▸ THE PROBLEM:
Rewrite every line of the records below as a numbered list, omitting blank lines.

»»

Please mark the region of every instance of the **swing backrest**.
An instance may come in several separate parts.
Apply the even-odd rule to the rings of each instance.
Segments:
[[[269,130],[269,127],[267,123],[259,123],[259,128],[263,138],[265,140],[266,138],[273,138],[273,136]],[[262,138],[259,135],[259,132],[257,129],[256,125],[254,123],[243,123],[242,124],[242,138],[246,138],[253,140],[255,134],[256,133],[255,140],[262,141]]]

««

▸ COMPLETE RESPONSE:
1. Please mark the region of every instance of the **swing backrest**.
2. An instance may come in several separate parts.
3. Apply the even-odd rule to the rings of each instance.
4. Segments:
5. [[[269,130],[269,127],[267,123],[259,123],[259,128],[263,138],[265,140],[266,138],[273,138],[273,136]],[[262,138],[259,135],[259,132],[257,129],[256,125],[254,123],[243,123],[242,124],[242,138],[246,138],[253,140],[255,134],[256,133],[255,140],[262,141]]]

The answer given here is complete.